**Trecho da página**
-----

Mas não se trata de uma falsificação da memória de Noé. Antes, há propósito da construção de um personagem dramático inspirado no patriarca bíblico.  A intenção dramatúrgica do filme já aparece explicitado visualmente no figurino, o que está particularmente evidente em Noema, esposa de Noé:  ela veste calças justas  e botas... evidentemente não se quer retratar o testamento de um patriarca bíblico.

Uma distinção essencial entre o testamento e a dramaturgia: esta traz um personagem à presença pela sua representação. O testamento traz uma pessoa à presença pela sua memória.  A diferença entre a memória da pessoa e representação do personagem está no aparecimento da humanidade por reflexo. No testamento, a humanidade é inflexiva. Mas, em todo caso, há narrativa.  A representação carrega uma intenção autoral criativa.  A singularidade da memória nas narrativas bíblicas advém também de uma intenção. Mas, não é autoral criativa.  A intenção é a revelação (e não a criação) de Deus.

As relações sutis entre memória e representação; pessoa e personagem; testamento e dramaturgia me parecem ser o interesse de Darren Aronofsky por sua obra, na escolha de Noé como figura central. Essas relações são tecidas entre o Noé que é na Bíblia e o Não é do filme, a partir da proximidade da linguagem dos mitos, da qual a narrativa dramática é tributária pela tragédia (no filme, Tubalcaim e Cam são personagens trágicos), conquanto também o Gênesis é um texto de passagem da linguagem mitológica para a linguagem testamental constitutiva da soterologia (palavras de salvação).

Aronofsky não pretende colocar em xeque a Revelação bíblica.  Mas, por outro lado, sabe que, tanto nos mitos como nas tragédias e nos testamentos bíblicos, a traição é fecunda na abertura de diferentes possibilidades de desdobramentos narrativos.  Então, ele trai sem culpa o Noé que é na Bíblia.  Sem culpa, porque se desculpa: o seu Não é traidor  também é traído por Matusalém (um ancestral masculino que, embora vivo, não exerce papel patriarcal) com magia (sinal feminino de subversão ao patriarcado), sendo essa traição a própria fertilidade consumada na gravidez da filha adotiva de Não é, Ila.  A gravidez é inesperada para Não é e indesejada por ele, eis que empenhado na extinção da humanidade e na preservação da criação, porque está convicto de que a humanidade está reduzida pelo Criador a este papel.

-----

**Linhas do conjunto**
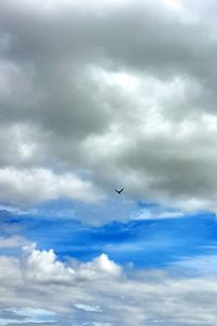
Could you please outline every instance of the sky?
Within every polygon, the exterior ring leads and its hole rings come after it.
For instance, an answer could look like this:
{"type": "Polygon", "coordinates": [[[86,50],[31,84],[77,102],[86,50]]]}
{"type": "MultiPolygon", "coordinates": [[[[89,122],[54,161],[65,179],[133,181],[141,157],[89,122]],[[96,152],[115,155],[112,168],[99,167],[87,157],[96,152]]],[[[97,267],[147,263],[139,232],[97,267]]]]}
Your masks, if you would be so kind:
{"type": "Polygon", "coordinates": [[[0,326],[216,326],[216,22],[0,1],[0,326]]]}

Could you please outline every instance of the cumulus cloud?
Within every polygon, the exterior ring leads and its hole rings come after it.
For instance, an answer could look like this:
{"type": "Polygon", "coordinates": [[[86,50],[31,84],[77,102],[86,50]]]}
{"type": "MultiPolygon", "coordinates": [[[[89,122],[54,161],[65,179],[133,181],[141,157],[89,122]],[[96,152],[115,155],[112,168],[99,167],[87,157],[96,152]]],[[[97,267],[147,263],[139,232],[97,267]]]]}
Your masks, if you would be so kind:
{"type": "Polygon", "coordinates": [[[1,1],[2,200],[124,184],[130,199],[216,211],[215,8],[1,1]]]}
{"type": "Polygon", "coordinates": [[[187,276],[173,269],[123,269],[104,254],[67,264],[52,250],[34,246],[24,249],[21,261],[0,260],[2,325],[21,318],[23,325],[216,324],[216,274],[207,271],[187,276]]]}

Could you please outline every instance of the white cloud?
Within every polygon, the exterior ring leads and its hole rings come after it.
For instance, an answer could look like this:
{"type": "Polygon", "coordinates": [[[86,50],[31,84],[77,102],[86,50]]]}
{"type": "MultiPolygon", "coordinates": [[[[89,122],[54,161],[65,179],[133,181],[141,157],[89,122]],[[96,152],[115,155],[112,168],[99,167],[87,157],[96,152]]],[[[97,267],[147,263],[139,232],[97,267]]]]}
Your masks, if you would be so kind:
{"type": "Polygon", "coordinates": [[[72,173],[54,174],[47,168],[15,170],[0,168],[1,200],[14,204],[29,204],[68,197],[71,199],[94,201],[99,195],[89,181],[72,173]]]}
{"type": "Polygon", "coordinates": [[[124,183],[131,200],[216,211],[216,5],[203,5],[2,1],[2,200],[124,183]]]}
{"type": "Polygon", "coordinates": [[[207,271],[190,277],[175,274],[174,267],[173,273],[120,273],[120,267],[105,255],[69,266],[58,261],[52,250],[34,247],[28,252],[25,249],[21,262],[14,258],[0,260],[1,308],[28,319],[38,318],[38,323],[52,319],[66,326],[139,326],[159,323],[156,321],[165,326],[216,324],[216,274],[207,271]],[[93,272],[95,277],[80,277],[81,271],[93,272]],[[24,273],[29,277],[23,278],[24,273]]]}

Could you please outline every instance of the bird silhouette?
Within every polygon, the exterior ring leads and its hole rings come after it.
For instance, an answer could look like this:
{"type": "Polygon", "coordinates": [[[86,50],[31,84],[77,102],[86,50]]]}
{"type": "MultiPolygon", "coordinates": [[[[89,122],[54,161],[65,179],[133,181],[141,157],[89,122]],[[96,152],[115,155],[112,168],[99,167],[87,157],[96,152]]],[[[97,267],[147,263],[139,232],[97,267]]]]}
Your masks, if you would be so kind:
{"type": "Polygon", "coordinates": [[[123,190],[124,190],[124,188],[122,188],[120,190],[115,189],[115,191],[119,195],[123,192],[123,190]]]}

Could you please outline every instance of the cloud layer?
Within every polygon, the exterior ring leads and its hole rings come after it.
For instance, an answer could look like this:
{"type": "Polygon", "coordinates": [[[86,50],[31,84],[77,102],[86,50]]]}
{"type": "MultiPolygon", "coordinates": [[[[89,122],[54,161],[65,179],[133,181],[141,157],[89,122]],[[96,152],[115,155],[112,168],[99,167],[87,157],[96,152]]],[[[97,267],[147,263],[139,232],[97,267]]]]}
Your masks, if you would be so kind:
{"type": "Polygon", "coordinates": [[[215,274],[124,269],[105,254],[87,263],[63,263],[52,250],[33,244],[24,248],[21,260],[0,261],[1,325],[18,325],[22,318],[22,325],[216,323],[215,274]]]}
{"type": "Polygon", "coordinates": [[[216,211],[214,8],[1,1],[3,201],[124,185],[130,199],[216,211]]]}

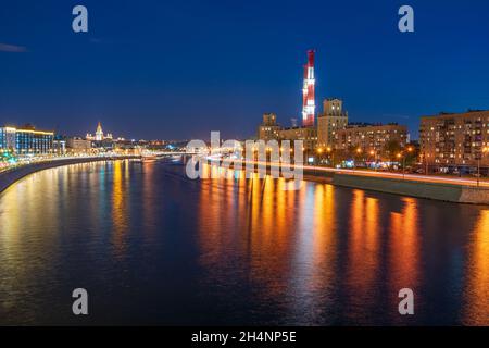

-----

**Exercícios propostos**
**1.** Liste todos os personagens do filme que são nomeados no trecho sobre o Noé de Aronofsky.
**2.** Transcreva como tabela Markdown, com as colunas «Nº» e «Linha», as linhas da listagem entre a que contém "Could you please outline every instance of the bird" e o fim da listagem, inclusive. Omita as linhas em branco e deixe as imagens fora da resposta.

**Exercício resolvido**
**1.**
Noé
Noema
Tubalcaim
Cam
Matusalém
Ila

**2.**
| Nº | Linha |
|---|---|
| 1 | Could you please outline every instance of the bird silhouette? |
| 2 | Within every polygon, the exterior ring leads and its hole rings come after it. |
| 3 | For instance, an answer could look like this: |
| 4 | {"type": "Polygon", "coordinates": [[[86,50],[31,84],[77,102],[86,50]]]} |
| 5 | {"type": "MultiPolygon", "coordinates": [[[[89,122],[54,161],[65,179],[133,181],[141,157],[89,122]],[[96,152],[115,155],[112,168],[99,167],[87,157],[96,152]]],[[[97,267],[147,263],[139,232],[97,267]]]]} |
| 6 | Your masks, if you would be so kind: |
| 7 | {"type": "Polygon", "coordinates": [[[123,190],[124,190],[124,188],[122,188],[120,190],[115,189],[115,191],[119,195],[123,192],[123,190]]]} |
| 8 | Could you please outline every instance of the cloud layer? |
| 9 | Within every polygon, the exterior ring leads and its hole rings come after it. |
| 10 | For instance, an answer could look like this: |
| 11 | {"type": "Polygon", "coordinates": [[[86,50],[31,84],[77,102],[86,50]]]} |
| 12 | {"type": "MultiPolygon", "coordinates": [[[[89,122],[54,161],[65,179],[133,181],[141,157],[89,122]],[[96,152],[115,155],[112,168],[99,167],[87,157],[96,152]]],[[[97,267],[147,263],[139,232],[97,267]]]]} |
| 13 | Your masks, if you would be so kind: |
| 14 | {"type": "Polygon", "coordinates": [[[215,274],[124,269],[105,254],[87,263],[63,263],[52,250],[33,244],[24,248],[21,260],[0,261],[1,325],[18,325],[22,318],[22,325],[216,323],[215,274]]]} |
| 15 | {"type": "Polygon", "coordinates": [[[216,211],[214,8],[1,1],[3,201],[124,185],[130,199],[216,211]]]} |